__OBJECTIVE__. List every line of the records below that contains the string "task". Matching is case-sensitive.

__INPUT RECORDS__.

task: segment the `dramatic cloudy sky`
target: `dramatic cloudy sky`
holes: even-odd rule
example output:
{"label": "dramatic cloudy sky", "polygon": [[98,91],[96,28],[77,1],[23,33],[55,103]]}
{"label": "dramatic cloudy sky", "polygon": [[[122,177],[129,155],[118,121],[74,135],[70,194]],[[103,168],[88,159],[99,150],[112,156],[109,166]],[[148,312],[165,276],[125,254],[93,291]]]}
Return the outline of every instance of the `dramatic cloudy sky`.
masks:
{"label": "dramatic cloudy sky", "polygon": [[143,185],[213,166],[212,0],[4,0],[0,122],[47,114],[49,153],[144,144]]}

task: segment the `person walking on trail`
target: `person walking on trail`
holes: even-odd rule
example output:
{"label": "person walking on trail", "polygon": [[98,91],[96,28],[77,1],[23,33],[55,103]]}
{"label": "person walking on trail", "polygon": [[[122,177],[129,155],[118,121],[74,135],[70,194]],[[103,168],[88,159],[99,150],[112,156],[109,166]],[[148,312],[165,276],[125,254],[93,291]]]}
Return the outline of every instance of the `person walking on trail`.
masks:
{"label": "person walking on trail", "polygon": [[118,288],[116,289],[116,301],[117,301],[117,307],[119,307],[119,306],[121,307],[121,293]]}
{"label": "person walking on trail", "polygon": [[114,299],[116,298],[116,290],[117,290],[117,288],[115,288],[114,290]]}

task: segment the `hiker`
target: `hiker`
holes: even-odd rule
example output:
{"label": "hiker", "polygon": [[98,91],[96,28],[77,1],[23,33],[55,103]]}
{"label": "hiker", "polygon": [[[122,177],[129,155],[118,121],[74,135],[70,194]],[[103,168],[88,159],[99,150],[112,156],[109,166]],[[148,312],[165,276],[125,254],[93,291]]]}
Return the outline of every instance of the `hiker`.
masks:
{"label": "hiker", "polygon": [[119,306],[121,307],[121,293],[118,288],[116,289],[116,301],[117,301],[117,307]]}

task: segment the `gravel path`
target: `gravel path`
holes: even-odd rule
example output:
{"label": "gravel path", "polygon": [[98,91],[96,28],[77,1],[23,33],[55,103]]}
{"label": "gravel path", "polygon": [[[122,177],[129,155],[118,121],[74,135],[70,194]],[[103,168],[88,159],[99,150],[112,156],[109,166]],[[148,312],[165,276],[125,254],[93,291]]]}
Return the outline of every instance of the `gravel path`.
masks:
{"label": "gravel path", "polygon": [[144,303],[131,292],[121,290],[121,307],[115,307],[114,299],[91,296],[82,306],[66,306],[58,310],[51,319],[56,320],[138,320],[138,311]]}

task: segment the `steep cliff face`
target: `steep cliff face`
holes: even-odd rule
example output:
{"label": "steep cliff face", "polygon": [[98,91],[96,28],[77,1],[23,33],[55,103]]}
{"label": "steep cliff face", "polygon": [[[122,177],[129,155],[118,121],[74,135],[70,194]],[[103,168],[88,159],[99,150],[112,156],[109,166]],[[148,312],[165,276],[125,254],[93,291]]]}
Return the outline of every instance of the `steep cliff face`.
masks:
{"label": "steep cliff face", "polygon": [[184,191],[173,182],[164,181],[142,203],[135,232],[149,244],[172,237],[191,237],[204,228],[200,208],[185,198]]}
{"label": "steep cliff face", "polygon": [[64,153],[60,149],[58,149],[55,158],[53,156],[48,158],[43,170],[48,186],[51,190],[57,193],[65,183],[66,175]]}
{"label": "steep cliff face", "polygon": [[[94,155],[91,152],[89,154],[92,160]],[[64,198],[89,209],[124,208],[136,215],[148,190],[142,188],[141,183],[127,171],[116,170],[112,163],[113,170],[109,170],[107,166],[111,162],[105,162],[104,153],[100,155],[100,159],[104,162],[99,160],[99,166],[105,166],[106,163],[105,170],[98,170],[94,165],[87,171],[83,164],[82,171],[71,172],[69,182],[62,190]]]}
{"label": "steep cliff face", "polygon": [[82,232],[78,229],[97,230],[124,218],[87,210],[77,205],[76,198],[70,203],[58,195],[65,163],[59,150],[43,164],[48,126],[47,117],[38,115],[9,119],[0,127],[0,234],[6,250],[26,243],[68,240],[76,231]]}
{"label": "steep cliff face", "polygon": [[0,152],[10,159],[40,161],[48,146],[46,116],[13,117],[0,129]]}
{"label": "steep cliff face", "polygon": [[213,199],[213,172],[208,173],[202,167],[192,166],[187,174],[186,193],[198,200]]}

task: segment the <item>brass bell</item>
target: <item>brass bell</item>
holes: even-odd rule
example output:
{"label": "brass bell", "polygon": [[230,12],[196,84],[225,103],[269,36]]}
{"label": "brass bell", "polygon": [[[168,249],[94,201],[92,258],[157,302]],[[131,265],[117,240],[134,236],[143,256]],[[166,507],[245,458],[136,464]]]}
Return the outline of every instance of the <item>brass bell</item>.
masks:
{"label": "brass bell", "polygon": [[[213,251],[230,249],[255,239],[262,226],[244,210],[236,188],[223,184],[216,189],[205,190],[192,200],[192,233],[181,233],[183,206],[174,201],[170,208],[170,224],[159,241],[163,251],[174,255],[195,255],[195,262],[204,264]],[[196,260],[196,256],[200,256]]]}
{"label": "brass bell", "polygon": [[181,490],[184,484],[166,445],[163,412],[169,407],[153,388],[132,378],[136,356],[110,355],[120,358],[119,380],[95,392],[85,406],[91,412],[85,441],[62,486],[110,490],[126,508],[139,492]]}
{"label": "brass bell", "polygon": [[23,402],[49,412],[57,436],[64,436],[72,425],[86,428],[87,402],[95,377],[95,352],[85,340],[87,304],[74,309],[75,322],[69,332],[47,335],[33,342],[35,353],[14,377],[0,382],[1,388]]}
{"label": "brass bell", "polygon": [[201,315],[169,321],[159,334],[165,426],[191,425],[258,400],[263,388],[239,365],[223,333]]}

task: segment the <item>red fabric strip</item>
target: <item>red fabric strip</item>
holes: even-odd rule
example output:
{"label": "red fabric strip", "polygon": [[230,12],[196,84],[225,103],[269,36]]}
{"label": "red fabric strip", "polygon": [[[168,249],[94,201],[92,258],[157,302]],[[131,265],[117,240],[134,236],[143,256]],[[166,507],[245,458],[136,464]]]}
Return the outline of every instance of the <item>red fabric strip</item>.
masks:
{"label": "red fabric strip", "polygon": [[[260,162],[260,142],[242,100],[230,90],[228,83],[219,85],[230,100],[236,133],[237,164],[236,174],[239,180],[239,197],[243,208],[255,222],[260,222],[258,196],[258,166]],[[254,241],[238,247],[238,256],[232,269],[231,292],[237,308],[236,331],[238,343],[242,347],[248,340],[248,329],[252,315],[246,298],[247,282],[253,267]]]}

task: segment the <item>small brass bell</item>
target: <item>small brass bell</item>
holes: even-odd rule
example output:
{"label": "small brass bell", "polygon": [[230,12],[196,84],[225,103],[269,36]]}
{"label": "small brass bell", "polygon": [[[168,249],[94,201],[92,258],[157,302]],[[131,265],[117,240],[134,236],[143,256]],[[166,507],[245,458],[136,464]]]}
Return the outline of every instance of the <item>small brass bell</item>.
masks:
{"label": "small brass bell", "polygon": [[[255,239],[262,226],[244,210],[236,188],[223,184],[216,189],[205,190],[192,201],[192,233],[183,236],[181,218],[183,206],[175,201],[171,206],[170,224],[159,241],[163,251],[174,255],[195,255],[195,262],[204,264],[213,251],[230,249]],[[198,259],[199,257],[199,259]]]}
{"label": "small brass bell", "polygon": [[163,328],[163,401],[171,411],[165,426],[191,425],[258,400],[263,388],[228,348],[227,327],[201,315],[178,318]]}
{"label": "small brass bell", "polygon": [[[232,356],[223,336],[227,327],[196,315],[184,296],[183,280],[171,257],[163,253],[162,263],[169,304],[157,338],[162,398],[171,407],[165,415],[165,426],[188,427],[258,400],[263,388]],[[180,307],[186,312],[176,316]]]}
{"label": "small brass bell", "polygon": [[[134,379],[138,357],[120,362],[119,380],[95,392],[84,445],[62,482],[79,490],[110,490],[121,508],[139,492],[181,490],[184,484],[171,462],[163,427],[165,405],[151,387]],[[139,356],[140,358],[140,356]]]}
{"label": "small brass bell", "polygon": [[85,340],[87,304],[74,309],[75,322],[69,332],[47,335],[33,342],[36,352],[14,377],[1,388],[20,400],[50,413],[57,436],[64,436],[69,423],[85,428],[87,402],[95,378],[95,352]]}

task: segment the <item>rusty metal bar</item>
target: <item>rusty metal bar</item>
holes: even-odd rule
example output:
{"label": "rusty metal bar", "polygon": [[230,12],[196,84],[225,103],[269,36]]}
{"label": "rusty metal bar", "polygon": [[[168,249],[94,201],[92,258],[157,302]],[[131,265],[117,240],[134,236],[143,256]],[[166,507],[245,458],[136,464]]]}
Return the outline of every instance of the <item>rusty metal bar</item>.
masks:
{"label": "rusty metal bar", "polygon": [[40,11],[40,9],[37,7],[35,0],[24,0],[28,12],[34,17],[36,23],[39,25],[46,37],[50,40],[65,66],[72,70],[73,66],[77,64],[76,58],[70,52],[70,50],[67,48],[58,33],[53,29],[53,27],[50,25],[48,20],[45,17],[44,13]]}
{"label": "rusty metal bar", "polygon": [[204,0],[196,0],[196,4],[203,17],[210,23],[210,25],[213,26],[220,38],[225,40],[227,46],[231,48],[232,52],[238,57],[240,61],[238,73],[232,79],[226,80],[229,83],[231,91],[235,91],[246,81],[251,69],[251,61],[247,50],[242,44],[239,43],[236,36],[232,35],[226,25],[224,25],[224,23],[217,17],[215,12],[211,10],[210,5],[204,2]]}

__EXERCISE OUTPUT__.
task: segment the `dramatic cloudy sky`
task: segment the `person walking on trail`
task: segment the `hiker`
task: segment the `gravel path`
task: segment the `steep cliff face`
task: segment the <item>brass bell</item>
task: segment the <item>red fabric strip</item>
task: segment the <item>small brass bell</item>
task: segment the <item>rusty metal bar</item>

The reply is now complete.